**What is being asked**
Locate each line in the records below that contains the string "building", treating uppercase and lowercase letters as different, and copy those lines.

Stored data
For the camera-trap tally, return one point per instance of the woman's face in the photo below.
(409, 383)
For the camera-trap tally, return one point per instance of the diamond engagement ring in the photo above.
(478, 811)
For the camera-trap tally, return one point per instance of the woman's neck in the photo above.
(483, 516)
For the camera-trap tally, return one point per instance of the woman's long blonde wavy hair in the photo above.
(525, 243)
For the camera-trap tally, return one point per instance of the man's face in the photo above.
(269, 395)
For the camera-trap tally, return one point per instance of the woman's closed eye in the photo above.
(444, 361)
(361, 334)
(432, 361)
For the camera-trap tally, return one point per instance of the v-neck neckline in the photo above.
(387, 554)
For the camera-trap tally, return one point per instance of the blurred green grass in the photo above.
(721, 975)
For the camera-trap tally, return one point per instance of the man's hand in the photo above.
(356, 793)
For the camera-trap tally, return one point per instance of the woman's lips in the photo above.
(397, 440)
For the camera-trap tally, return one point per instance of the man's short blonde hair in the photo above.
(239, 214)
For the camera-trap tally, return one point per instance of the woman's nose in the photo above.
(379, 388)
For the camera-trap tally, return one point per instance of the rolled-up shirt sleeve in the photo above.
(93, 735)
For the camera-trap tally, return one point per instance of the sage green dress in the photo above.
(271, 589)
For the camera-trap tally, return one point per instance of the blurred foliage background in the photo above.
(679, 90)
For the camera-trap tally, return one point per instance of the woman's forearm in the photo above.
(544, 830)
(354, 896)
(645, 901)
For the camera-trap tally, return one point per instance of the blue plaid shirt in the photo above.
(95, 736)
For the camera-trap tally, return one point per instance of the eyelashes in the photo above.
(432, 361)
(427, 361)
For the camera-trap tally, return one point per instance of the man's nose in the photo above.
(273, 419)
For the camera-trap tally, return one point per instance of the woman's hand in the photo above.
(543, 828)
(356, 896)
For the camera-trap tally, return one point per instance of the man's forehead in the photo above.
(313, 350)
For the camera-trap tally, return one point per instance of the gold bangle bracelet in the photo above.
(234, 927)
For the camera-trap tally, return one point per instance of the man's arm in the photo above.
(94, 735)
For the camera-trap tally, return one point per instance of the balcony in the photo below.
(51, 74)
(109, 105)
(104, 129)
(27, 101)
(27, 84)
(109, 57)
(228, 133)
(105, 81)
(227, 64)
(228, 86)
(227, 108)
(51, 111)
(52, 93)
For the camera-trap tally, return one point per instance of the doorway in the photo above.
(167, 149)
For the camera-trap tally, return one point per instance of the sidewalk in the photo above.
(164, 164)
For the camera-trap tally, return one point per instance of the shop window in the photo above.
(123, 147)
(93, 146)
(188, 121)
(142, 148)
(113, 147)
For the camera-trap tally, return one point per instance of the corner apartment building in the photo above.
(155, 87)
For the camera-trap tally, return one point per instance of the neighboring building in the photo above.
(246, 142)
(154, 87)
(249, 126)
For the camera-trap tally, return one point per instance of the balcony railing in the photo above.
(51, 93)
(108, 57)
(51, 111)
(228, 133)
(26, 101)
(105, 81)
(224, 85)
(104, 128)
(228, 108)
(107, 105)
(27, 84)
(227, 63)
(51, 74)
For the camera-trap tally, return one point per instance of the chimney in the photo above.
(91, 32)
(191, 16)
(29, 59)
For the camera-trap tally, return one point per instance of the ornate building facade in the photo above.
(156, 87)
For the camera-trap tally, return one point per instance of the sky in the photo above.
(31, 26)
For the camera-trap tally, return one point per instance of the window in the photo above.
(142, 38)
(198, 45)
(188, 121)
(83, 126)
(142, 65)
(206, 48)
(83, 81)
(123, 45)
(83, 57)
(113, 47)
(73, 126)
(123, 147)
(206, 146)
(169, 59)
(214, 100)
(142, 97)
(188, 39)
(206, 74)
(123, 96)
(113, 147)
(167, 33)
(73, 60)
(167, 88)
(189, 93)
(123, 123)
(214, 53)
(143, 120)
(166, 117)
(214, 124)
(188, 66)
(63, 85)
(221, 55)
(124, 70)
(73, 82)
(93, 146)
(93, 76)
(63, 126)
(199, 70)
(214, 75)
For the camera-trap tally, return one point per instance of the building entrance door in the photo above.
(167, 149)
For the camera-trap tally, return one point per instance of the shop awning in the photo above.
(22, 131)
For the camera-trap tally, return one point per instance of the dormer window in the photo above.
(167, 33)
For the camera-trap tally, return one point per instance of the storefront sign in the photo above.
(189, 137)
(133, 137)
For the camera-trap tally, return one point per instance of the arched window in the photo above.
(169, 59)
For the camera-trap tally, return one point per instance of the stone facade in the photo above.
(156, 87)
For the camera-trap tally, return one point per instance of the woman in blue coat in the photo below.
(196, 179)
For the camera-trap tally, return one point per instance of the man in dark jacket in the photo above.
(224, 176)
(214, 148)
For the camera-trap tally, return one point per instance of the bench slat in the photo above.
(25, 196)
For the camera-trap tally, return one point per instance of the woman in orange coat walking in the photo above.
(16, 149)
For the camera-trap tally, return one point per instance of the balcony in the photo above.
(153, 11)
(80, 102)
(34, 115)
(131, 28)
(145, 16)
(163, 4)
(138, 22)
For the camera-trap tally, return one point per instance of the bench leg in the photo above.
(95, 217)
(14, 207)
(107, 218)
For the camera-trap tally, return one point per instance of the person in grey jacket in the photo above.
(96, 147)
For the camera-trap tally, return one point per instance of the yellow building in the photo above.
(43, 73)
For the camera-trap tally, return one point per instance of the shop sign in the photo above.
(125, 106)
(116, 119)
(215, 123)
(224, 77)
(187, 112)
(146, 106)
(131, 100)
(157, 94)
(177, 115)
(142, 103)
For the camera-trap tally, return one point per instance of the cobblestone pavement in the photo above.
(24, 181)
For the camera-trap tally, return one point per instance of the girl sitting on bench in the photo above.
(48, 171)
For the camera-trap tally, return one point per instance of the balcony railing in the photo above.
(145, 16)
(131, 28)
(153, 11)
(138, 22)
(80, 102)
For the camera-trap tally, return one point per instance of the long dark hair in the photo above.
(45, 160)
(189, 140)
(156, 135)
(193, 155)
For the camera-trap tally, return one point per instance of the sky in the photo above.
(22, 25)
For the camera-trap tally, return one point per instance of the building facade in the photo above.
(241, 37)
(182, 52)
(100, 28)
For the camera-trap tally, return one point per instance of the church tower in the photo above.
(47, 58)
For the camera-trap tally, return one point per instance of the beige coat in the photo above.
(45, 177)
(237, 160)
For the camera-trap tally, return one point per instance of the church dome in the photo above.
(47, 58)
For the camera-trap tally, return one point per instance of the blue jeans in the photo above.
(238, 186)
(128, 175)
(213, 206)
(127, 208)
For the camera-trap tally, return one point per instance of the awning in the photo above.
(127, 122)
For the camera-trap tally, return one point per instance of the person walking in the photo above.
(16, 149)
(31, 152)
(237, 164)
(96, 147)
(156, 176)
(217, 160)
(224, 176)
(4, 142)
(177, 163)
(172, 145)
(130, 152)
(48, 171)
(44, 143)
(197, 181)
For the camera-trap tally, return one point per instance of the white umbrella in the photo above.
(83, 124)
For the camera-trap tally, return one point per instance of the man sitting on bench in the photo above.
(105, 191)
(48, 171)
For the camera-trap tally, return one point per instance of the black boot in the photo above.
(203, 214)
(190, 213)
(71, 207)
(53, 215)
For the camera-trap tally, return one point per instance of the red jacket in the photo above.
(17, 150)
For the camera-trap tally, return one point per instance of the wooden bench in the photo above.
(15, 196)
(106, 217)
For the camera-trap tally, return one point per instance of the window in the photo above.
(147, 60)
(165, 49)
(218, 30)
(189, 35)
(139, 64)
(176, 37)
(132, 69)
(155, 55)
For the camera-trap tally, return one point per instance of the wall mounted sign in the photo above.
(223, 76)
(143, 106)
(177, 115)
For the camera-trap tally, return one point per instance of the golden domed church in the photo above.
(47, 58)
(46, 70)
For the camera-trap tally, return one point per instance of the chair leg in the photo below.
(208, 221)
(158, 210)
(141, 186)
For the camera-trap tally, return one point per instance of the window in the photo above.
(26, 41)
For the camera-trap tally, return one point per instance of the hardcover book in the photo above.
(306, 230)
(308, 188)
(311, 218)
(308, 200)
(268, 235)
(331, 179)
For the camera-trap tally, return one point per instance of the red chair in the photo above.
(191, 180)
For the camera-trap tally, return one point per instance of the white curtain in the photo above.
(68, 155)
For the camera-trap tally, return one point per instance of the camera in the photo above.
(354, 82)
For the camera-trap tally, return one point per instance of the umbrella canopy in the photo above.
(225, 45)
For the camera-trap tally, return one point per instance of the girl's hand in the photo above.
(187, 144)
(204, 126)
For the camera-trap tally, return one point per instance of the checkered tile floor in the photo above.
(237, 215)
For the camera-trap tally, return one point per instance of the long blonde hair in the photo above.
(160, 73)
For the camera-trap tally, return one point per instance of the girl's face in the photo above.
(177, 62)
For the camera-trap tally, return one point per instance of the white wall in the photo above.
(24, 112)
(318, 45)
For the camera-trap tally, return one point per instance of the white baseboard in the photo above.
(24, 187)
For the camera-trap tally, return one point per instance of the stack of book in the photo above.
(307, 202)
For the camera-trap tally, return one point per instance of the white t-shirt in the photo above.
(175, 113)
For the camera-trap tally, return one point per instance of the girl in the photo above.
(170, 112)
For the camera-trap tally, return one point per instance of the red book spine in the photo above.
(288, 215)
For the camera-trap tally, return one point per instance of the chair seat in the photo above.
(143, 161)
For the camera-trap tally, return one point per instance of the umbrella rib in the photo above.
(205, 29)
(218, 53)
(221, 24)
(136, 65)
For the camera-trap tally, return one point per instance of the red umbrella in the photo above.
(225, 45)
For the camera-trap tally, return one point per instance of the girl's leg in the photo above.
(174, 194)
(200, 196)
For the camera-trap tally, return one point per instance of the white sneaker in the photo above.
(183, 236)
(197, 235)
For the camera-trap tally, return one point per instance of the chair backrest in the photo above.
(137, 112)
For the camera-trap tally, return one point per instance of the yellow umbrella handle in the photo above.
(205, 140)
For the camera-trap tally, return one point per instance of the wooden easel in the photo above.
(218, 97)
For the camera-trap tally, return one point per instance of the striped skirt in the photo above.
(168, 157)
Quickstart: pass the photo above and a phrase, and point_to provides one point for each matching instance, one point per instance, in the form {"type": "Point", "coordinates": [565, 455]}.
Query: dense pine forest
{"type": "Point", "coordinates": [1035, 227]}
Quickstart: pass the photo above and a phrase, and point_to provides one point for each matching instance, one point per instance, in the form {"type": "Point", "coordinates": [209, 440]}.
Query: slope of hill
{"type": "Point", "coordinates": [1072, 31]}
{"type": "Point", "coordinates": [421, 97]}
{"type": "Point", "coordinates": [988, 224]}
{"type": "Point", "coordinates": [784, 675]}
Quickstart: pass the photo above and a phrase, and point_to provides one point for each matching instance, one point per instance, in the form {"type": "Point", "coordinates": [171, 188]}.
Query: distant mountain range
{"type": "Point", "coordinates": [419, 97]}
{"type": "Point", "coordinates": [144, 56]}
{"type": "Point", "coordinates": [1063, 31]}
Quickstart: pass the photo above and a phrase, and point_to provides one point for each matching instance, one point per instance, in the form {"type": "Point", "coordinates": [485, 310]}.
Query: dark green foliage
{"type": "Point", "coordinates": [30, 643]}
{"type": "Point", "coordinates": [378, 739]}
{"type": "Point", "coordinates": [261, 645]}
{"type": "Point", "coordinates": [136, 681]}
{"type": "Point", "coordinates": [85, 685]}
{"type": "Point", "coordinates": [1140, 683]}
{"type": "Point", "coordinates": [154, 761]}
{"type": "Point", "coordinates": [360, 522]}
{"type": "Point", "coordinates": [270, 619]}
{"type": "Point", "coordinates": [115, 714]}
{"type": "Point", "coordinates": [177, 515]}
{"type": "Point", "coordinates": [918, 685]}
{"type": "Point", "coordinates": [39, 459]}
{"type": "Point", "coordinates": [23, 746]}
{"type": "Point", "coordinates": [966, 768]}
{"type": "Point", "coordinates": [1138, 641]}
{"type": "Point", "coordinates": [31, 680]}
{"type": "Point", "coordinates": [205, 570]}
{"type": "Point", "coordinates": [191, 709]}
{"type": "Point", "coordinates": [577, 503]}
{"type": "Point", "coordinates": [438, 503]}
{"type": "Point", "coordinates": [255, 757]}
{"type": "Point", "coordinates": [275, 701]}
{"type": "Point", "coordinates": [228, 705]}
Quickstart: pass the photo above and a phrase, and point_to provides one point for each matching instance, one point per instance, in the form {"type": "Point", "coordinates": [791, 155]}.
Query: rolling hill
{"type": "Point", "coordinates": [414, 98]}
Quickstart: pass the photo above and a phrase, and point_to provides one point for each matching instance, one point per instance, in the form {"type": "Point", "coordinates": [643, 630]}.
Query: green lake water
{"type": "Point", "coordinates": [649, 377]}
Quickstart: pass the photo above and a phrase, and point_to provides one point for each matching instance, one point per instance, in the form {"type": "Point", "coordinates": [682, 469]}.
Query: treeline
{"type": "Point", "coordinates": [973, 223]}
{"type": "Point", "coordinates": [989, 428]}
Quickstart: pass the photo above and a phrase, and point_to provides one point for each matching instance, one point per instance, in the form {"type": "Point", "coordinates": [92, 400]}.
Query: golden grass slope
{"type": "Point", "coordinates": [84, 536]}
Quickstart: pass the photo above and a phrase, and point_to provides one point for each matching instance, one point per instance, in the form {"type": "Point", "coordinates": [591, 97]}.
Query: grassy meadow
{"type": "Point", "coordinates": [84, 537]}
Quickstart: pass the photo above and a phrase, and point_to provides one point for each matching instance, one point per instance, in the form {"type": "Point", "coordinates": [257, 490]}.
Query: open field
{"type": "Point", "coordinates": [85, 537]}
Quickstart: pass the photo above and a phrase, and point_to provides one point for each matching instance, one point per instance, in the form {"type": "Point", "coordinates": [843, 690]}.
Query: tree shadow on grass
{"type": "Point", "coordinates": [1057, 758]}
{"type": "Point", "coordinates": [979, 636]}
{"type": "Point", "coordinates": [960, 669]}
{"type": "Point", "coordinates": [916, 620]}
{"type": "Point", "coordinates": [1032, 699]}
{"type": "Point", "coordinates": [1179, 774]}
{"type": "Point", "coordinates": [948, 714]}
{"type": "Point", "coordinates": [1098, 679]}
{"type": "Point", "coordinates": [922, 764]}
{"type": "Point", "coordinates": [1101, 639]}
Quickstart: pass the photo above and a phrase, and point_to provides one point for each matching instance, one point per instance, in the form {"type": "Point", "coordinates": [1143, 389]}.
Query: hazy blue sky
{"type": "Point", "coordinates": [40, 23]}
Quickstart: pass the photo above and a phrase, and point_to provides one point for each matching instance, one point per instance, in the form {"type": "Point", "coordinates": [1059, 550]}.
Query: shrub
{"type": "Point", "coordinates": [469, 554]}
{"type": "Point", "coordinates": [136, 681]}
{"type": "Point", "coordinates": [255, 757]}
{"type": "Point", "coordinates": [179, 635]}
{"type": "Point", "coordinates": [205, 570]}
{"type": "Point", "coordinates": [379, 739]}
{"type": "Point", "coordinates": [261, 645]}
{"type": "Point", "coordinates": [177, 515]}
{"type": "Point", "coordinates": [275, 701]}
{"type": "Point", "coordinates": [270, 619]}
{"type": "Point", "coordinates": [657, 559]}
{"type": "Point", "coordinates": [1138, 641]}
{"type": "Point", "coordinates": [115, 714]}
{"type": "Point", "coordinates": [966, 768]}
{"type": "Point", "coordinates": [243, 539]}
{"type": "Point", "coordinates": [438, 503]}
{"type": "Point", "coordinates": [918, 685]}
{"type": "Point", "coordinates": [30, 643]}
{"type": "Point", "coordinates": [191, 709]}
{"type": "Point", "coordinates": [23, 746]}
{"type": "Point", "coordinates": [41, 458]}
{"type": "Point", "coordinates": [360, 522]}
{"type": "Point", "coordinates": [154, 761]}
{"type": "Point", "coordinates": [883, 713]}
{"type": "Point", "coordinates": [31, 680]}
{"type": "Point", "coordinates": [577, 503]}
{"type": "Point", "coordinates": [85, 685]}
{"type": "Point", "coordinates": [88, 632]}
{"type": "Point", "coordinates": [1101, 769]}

**Written answer**
For the camera-trap tally, return one point per instance of the corner apartment building in the photo above.
For the camera-trap tally, return one point per instance of the neighboring building in the photo above.
For the camera-trap tally, return one point per instance of the ornate building facade in the photo above.
For the camera-trap tally, return one point per instance of the building entrance door in the photo above.
For the camera-trap tally, return one point per instance of the yellow building in the photo above.
For the camera-trap tally, return one point per instance of the building facade in the photo above.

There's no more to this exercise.